══ RECORDS FOR THE EXERCISE
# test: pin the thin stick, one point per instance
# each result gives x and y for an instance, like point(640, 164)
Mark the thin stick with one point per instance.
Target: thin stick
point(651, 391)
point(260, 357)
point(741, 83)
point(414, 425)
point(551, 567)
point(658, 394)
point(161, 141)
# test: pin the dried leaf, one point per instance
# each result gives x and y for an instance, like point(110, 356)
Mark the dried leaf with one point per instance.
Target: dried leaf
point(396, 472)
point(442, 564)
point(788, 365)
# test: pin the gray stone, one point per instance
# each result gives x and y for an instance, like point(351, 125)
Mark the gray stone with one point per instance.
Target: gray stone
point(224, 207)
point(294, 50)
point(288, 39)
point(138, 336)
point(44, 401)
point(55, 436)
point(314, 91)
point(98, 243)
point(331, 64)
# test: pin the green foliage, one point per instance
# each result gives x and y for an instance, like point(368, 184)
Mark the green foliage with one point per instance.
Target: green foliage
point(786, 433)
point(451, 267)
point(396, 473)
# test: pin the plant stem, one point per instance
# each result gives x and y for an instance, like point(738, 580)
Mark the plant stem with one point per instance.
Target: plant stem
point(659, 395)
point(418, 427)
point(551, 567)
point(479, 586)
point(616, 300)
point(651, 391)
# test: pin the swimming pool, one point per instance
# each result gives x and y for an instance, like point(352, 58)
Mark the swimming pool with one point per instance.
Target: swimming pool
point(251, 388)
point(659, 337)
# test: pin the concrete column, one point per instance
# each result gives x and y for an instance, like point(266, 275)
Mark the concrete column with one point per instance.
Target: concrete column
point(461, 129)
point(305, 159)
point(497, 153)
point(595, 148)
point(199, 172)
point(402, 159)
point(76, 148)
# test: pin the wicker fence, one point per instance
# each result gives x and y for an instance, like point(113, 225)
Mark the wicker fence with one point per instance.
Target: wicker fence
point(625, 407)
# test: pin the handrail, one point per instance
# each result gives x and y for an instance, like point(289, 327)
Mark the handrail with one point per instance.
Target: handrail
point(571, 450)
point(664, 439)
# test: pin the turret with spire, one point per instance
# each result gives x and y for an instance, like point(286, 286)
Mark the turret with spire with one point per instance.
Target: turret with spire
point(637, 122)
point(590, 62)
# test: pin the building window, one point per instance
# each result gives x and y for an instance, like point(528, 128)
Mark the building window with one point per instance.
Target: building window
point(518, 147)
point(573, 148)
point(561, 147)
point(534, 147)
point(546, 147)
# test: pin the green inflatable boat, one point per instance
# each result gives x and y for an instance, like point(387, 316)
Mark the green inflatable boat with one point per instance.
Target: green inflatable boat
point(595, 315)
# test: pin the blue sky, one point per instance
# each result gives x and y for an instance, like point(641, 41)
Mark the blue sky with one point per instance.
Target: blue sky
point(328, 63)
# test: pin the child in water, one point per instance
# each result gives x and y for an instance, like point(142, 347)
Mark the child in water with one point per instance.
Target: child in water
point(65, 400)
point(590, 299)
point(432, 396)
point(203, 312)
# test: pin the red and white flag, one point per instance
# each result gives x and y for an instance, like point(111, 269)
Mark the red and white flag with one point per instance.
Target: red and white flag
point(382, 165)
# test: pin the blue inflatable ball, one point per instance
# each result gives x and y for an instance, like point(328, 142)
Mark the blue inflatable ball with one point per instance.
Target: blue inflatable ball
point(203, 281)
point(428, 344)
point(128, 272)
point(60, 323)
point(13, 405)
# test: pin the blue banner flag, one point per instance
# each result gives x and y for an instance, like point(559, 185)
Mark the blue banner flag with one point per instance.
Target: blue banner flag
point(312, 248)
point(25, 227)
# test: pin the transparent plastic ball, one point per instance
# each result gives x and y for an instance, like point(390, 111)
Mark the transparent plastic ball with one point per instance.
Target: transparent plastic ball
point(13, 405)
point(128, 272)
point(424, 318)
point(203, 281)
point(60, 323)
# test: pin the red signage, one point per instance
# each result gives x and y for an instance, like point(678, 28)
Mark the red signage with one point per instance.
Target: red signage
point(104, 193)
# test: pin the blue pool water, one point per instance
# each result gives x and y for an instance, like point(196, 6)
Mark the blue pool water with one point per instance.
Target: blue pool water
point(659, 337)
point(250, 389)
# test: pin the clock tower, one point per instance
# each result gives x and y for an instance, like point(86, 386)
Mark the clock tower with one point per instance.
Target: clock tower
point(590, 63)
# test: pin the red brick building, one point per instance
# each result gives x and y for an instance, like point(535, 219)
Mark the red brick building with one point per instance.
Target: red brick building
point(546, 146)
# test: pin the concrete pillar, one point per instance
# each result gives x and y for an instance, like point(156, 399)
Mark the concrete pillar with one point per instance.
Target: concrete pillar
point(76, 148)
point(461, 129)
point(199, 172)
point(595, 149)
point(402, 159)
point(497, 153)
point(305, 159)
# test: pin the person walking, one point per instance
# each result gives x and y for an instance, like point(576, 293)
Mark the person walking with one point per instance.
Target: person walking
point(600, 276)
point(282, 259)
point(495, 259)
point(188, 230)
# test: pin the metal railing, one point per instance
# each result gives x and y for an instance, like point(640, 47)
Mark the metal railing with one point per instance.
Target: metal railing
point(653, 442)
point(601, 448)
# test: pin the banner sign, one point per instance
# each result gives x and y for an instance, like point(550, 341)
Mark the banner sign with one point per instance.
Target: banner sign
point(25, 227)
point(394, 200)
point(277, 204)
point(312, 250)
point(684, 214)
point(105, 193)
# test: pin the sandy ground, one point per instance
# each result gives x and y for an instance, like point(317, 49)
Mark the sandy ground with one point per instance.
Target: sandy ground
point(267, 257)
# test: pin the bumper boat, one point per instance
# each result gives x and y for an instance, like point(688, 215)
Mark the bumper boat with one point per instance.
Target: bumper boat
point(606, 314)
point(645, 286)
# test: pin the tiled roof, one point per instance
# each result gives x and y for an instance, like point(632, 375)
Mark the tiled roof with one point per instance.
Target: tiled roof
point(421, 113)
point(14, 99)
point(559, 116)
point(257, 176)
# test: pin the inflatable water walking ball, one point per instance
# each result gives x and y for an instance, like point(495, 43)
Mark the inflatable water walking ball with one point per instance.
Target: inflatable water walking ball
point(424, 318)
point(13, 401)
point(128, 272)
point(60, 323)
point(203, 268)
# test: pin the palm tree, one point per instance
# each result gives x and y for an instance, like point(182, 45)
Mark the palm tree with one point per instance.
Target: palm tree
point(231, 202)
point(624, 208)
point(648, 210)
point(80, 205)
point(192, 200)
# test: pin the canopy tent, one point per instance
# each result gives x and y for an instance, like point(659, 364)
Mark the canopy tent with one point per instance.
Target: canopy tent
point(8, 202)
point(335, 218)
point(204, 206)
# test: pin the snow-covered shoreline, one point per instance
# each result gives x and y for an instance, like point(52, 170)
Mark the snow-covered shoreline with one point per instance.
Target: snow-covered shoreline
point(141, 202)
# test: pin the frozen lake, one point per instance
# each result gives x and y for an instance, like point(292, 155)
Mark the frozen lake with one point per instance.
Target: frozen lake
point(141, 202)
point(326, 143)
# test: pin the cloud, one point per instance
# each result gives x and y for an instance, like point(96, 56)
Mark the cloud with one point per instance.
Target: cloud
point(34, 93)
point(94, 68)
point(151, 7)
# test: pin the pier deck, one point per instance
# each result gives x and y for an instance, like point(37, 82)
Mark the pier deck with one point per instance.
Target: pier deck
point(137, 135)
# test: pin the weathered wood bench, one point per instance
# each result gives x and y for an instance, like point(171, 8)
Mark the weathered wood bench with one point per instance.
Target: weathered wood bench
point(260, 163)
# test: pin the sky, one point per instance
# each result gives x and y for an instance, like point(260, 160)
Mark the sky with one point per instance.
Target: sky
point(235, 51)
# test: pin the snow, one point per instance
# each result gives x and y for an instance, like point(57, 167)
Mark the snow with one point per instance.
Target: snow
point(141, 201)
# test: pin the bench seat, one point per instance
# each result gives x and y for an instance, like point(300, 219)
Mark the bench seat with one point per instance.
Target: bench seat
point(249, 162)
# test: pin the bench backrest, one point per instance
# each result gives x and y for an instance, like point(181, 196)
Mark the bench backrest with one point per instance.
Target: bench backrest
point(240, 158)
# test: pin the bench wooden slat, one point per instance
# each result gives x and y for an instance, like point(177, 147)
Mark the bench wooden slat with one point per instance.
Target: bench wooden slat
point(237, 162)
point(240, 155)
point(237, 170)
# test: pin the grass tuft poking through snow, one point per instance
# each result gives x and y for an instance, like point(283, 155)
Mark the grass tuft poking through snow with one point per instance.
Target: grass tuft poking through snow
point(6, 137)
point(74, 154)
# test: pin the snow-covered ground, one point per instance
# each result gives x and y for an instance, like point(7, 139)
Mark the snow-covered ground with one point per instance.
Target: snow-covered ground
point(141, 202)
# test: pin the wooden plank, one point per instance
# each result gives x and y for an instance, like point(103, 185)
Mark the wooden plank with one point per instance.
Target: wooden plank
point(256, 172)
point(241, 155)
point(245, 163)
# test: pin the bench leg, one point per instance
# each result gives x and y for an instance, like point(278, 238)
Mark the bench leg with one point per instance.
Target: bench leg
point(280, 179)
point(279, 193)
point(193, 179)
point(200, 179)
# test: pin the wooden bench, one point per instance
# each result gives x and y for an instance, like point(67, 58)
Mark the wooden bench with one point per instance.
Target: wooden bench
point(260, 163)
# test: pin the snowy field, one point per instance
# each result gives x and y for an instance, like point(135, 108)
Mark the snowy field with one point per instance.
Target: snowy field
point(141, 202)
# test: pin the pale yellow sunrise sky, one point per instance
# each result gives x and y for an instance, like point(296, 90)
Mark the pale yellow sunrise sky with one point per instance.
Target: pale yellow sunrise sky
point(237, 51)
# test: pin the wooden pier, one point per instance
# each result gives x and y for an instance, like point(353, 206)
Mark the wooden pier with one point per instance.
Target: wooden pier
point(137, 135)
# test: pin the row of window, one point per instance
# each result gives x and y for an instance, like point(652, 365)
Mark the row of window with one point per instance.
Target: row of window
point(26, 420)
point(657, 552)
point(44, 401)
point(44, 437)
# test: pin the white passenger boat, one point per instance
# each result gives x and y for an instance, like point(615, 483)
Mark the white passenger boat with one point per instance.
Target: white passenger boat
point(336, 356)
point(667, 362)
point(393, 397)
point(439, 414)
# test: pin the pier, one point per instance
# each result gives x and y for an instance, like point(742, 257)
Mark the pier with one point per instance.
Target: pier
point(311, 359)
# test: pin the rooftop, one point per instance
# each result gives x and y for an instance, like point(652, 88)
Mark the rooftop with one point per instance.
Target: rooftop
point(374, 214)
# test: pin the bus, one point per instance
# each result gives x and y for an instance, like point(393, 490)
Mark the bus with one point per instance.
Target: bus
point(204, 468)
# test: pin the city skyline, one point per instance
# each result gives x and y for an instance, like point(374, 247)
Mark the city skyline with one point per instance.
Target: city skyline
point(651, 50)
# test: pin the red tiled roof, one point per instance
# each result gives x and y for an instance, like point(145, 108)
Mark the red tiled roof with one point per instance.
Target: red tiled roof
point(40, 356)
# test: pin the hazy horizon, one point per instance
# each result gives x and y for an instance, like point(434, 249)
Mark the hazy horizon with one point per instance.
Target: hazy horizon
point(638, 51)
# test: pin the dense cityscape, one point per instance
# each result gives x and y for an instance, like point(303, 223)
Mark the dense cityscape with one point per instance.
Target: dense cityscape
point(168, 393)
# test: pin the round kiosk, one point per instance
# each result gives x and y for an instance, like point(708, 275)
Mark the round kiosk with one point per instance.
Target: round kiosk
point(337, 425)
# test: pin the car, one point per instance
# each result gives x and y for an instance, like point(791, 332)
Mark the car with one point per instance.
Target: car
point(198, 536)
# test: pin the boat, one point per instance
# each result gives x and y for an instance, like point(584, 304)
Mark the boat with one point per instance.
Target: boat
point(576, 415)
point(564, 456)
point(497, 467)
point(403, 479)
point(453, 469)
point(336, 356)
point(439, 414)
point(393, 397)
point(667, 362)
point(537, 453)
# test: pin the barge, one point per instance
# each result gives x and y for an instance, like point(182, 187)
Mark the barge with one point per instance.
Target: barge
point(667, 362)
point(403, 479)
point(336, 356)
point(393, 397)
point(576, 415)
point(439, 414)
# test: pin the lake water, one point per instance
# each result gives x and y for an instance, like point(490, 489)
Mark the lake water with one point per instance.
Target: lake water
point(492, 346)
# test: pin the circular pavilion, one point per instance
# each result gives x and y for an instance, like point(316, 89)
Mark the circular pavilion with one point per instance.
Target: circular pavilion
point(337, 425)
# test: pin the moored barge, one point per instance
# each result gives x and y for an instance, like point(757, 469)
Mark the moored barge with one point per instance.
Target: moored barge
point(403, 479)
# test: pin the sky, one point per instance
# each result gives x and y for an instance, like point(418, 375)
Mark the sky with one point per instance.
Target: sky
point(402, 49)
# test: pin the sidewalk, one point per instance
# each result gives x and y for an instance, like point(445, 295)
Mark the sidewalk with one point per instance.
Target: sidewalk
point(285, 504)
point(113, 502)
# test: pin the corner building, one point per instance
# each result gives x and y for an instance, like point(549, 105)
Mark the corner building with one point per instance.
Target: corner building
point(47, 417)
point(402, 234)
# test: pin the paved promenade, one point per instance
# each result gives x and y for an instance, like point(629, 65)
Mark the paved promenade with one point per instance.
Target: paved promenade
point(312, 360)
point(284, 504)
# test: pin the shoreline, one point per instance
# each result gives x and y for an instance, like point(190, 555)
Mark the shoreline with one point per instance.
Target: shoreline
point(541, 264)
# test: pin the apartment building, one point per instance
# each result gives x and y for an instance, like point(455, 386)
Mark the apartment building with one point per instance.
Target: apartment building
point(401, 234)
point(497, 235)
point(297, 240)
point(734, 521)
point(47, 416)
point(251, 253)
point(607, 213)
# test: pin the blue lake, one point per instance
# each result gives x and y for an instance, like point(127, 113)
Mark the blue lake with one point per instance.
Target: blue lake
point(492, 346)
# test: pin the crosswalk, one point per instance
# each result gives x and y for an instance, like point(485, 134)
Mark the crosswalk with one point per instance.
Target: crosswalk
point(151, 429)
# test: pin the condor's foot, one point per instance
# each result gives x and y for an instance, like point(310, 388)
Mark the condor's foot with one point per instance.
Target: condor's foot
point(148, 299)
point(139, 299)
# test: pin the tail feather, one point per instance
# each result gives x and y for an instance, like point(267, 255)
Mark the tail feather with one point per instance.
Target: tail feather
════
• _TASK DIRECTIONS_: Quote the records verbatim from their first line through the line containing "point(161, 141)", including both of those lines.

• _OUTPUT_:
# test: pin the thin stick, one point per instance
# each result gives x and y for an instance, like point(640, 164)
Mark the thin stick with one point per instance.
Target: thin stick
point(651, 391)
point(260, 357)
point(741, 83)
point(414, 425)
point(551, 567)
point(658, 394)
point(161, 141)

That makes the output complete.